Civic Leaders Academy In South Carolina

Participants, on a pathway to elected or appointed office, learn about local government.

In South Carolina, The Civic Leaders Academy teaches participants about the government’s role in community development, economic prosperity, transportation and infrastructure.

Civic Leaders Academy Graduating Class, Charleston, SC

The Charleston Trident Association of REALTORS® (CTAR), the Charleston Home Builders Association and the Charleston Metro Chamber of Commerce partnered to create a knowledge base that prepares active community members for elected office, as well as appointments to planning and advisory boards.

Classes of about 15 to 20 professionals learn about land use and planning practices. The first class graduated in 2021. One course session is a trip to Columbia to meet with legislators and heads of key state departments. Participants learn about financing, policy and how land-use decisions can sometimes wind up in the court system.

The class is educating land-use decision-makers to vote based on sound planning. “We were having a hard time when projects came to the planning commission or council. There really wasn’t a REALTOR® voice in those projects. Projects were approved or denied for reasons that were not justified,” said Josh Dix, consulting advisor to CTAR’s CEO.

### WORK TASK:
Please answer from the Civic Leaders Academy excerpt: in what year did the first class graduate?

### DATA EXCERPTS:

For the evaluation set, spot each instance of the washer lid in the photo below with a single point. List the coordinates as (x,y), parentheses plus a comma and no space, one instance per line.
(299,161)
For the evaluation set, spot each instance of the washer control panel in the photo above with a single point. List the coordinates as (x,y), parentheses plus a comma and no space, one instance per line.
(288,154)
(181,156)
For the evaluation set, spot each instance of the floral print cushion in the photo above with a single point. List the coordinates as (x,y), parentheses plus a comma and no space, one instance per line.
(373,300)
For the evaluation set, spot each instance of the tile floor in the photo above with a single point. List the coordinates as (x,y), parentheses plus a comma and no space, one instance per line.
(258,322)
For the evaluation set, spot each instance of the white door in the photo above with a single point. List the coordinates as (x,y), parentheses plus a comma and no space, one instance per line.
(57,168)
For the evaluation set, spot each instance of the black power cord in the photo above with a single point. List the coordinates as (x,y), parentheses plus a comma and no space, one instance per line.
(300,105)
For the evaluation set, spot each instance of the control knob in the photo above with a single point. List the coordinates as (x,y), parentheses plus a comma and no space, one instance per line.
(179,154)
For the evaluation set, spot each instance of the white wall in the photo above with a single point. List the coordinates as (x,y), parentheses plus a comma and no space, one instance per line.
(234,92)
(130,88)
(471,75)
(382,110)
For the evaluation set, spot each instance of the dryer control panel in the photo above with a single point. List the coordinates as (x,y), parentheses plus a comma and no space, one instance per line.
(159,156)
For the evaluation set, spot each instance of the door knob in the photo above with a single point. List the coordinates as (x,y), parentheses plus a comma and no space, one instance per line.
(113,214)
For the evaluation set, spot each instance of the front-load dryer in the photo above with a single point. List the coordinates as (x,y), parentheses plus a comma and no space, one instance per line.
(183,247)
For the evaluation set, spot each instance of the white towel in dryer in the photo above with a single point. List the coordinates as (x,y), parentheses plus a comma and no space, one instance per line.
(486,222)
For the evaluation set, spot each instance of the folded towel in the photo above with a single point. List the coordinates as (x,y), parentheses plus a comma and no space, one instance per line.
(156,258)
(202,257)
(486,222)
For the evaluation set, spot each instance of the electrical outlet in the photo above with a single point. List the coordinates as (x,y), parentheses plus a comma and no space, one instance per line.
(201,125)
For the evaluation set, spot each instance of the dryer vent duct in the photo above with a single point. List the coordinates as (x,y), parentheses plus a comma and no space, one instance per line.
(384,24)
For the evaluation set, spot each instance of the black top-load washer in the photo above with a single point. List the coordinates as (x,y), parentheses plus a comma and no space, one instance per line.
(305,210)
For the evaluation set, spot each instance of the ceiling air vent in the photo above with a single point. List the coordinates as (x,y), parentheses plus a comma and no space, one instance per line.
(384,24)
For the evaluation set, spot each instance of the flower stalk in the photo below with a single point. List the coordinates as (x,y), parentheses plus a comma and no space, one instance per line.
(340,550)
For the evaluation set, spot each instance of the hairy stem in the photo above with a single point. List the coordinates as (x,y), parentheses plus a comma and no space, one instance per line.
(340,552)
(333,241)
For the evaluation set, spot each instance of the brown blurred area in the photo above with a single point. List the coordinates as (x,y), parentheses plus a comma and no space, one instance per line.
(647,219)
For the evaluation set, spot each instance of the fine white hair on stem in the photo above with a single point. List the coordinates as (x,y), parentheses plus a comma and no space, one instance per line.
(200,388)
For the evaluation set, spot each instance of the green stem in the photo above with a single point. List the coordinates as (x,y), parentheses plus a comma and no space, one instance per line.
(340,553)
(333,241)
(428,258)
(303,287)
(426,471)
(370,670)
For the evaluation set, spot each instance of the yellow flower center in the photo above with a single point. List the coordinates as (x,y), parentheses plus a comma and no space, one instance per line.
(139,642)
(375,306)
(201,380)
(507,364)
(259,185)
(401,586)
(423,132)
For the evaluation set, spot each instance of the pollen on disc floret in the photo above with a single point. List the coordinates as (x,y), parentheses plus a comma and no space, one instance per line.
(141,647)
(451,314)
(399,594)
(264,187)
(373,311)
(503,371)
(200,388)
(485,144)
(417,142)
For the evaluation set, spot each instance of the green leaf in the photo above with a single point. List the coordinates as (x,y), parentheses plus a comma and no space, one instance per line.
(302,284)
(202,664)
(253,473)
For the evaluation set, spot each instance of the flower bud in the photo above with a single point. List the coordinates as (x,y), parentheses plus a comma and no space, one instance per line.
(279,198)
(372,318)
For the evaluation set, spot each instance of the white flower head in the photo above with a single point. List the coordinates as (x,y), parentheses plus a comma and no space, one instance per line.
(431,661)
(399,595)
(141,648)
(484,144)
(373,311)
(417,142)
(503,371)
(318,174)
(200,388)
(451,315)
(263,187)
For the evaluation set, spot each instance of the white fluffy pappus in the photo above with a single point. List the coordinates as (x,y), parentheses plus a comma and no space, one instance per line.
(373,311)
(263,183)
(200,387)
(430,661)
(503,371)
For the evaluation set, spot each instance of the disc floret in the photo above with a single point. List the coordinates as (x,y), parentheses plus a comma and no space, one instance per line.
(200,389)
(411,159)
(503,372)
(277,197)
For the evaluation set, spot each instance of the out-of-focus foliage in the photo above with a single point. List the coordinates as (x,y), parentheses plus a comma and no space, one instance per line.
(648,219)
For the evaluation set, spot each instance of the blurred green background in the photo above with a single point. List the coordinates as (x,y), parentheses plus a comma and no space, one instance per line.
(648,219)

### RESULT FOR THIS EXERCISE:
The first class graduated in 2021.